Extracted material:
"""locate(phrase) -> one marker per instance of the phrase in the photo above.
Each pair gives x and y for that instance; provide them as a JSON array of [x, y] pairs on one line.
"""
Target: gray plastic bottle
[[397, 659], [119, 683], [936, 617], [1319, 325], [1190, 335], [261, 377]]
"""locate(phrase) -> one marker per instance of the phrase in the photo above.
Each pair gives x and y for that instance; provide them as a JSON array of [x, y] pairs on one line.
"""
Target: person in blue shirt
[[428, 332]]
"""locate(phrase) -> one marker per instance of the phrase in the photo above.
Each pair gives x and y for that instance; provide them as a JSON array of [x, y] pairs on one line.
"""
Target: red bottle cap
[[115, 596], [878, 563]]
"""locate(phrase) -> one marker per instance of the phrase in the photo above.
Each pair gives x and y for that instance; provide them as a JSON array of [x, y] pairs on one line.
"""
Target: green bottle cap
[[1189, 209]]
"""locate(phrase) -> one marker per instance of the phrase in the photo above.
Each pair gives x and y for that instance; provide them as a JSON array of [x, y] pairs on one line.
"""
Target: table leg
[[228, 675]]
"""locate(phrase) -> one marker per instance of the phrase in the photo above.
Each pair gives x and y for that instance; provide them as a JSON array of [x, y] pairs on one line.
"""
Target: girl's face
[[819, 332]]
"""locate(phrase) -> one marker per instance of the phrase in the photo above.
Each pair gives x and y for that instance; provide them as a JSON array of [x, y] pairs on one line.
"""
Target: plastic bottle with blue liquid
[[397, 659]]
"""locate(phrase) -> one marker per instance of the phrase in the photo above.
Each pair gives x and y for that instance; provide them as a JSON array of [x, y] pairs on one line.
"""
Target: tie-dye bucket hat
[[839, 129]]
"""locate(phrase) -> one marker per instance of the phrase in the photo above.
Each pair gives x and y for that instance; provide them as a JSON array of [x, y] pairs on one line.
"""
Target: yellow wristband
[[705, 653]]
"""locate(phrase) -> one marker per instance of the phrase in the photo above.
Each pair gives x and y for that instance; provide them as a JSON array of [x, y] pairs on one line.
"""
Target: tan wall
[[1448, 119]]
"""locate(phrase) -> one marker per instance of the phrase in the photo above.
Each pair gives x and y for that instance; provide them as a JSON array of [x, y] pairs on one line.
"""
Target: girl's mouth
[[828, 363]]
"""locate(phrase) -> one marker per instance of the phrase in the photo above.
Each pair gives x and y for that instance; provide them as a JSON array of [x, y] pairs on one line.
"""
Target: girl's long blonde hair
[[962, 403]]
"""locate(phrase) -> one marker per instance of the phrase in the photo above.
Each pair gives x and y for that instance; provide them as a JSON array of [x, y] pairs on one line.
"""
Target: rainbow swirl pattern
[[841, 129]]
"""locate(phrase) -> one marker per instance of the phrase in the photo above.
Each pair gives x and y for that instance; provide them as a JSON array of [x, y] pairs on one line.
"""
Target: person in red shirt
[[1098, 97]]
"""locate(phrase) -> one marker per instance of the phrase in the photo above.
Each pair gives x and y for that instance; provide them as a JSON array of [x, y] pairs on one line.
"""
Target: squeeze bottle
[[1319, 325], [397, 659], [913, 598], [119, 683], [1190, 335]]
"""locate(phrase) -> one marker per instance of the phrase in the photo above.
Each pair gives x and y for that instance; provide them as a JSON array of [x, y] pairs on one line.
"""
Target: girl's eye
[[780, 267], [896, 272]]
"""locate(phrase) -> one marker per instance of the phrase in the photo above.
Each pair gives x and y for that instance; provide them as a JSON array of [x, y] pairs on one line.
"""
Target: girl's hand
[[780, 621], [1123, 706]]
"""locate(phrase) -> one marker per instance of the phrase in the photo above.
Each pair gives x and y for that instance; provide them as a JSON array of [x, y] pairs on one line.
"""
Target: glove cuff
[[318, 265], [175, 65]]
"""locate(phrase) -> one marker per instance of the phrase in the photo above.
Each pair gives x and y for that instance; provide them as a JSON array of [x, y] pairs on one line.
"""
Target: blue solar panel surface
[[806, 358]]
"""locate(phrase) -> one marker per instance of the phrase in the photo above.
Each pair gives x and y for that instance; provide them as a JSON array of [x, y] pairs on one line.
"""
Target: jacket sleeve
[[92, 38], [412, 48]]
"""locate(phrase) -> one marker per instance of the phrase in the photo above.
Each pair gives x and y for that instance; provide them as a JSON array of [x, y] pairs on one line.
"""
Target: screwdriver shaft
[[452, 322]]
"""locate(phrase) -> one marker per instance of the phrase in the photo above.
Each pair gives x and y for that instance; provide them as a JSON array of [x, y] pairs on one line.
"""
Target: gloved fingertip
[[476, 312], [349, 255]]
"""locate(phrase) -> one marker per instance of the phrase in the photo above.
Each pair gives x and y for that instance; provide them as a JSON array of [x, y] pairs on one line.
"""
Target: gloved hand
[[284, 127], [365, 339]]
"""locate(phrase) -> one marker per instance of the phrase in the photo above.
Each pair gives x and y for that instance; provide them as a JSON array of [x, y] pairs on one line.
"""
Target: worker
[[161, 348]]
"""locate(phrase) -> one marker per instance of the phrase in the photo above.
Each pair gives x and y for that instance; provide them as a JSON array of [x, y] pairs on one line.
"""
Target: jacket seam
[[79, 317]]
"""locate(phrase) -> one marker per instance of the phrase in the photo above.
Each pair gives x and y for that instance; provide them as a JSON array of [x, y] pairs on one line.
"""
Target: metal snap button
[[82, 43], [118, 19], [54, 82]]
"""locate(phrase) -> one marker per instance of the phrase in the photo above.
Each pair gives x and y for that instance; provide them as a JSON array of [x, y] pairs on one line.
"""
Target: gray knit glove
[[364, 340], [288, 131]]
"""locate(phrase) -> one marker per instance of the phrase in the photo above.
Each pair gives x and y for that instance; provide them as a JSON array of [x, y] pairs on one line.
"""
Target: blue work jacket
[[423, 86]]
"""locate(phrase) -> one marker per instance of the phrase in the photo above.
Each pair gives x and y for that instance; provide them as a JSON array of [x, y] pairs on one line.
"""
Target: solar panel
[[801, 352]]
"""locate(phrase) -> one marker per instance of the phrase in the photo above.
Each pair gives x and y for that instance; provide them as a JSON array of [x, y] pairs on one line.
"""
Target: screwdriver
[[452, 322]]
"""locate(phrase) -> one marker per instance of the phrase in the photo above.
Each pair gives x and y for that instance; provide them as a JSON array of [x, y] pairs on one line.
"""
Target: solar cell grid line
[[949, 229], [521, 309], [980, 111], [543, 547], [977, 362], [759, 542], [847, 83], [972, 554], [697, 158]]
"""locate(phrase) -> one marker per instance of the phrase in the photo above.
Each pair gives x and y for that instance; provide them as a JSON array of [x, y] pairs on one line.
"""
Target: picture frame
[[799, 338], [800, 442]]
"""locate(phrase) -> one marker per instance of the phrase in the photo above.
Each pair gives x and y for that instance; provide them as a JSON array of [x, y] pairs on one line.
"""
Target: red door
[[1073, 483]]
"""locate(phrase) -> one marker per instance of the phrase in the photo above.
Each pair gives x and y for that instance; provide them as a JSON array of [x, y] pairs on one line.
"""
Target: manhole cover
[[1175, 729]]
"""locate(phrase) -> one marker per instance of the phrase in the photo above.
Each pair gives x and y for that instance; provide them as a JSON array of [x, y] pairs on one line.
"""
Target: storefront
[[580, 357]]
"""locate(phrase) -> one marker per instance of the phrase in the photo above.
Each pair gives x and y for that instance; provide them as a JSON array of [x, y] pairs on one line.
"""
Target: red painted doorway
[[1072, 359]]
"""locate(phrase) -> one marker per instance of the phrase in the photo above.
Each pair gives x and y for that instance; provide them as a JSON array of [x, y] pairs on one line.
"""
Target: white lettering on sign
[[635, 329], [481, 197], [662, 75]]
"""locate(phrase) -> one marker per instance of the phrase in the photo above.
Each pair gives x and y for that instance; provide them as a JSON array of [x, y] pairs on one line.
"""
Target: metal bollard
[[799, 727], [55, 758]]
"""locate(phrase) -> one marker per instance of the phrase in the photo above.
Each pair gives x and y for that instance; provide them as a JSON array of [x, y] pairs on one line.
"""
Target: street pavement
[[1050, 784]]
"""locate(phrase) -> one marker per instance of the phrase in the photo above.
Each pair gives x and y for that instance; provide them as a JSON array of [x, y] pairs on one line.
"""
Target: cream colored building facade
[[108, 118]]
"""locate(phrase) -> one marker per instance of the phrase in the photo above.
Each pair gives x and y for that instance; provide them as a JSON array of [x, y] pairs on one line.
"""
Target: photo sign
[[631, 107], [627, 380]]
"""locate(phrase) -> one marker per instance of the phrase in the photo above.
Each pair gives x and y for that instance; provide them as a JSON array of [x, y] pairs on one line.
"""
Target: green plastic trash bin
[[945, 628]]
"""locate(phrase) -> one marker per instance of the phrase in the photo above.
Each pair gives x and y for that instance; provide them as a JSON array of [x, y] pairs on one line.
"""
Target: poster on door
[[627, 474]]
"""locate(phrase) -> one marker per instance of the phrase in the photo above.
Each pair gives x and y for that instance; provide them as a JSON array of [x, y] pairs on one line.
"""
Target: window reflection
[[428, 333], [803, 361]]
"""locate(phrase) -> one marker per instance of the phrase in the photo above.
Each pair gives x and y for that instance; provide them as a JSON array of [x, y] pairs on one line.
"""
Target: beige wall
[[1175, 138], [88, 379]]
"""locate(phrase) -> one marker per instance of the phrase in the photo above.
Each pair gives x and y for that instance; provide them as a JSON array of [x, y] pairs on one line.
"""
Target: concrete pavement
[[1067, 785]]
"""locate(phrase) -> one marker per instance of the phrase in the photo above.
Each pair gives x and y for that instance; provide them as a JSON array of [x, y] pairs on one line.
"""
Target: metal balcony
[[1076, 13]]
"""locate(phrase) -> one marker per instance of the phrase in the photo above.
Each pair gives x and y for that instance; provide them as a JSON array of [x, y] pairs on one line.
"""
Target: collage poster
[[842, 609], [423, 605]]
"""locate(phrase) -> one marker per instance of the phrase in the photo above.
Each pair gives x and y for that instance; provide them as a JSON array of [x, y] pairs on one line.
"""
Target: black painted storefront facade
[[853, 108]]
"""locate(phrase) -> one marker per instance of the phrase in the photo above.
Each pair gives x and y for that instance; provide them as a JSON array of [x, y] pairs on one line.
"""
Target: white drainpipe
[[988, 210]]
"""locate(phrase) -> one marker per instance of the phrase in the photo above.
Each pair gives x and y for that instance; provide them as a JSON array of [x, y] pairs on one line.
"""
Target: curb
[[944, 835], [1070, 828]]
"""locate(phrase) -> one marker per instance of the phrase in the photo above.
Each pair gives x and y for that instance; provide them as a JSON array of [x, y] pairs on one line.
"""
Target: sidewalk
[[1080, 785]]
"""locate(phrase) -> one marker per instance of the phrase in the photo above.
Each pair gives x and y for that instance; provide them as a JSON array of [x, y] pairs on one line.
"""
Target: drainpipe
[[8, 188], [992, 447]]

Work task: Output the line containing "Target: beige wall" together with all later lines of the entries, exactly as written, through the final line.

Answer to this exercise:
Target: beige wall
[[1175, 138], [88, 379]]
"""locate(phrase) -> one marker per instance of the phrase in the photo above.
Each pair gives x and y for that instance; provide them as a JSON array of [x, y] pairs on one line.
"""
Target: concrete pavement
[[1067, 785]]
"""locate(phrase) -> one marker per instance of the phrase in the photo above.
Each pair gives x and y for that instance; provide them as a JSON array of [x, y] pairs on one line.
"""
Target: metal balcony
[[1076, 13]]
"""locate(phrase) -> one marker per instance of the phrase in the photo above.
Each pair gives x and y for that instance; provide them as a JSON array of [x, y] pairs on one line.
"""
Target: collage poster
[[842, 609], [423, 605]]
"""locate(phrase) -> one marker per instance of the phrase in the photo above.
Each pair gives x and y for that instance; provide them as a JSON array of [x, y] pairs on one line.
"""
Target: black painted storefront facade
[[853, 108]]
"""locate(phrase) -> one marker per instance of the phrase in the photo above.
Each pair gives x and y for that instance; provide them as a JSON array of [x, y] pairs on one line.
"""
Target: white drainpipe
[[988, 210]]
"""locate(phrase) -> one marker per instance of the phrase in the photo above.
Each pair gives x and y for that instance; provide them as a JSON array of [x, y] pairs on one line.
"""
Target: curb
[[944, 835], [1070, 828]]
"""locate(phrase) -> one marker per instance of the phrase in the photo above.
Each pair gives x and y for that instance; provide them as a JSON array of [x, y] pairs on one line.
"""
Target: sidewalk
[[1080, 785]]
"""locate(phrase) -> one marker per instance of the phrase in the photo above.
Each pair gives x and y for that instance; provide them as a JSON array of [x, y] pairs on one line.
"""
Target: drainpipe
[[8, 188], [992, 447]]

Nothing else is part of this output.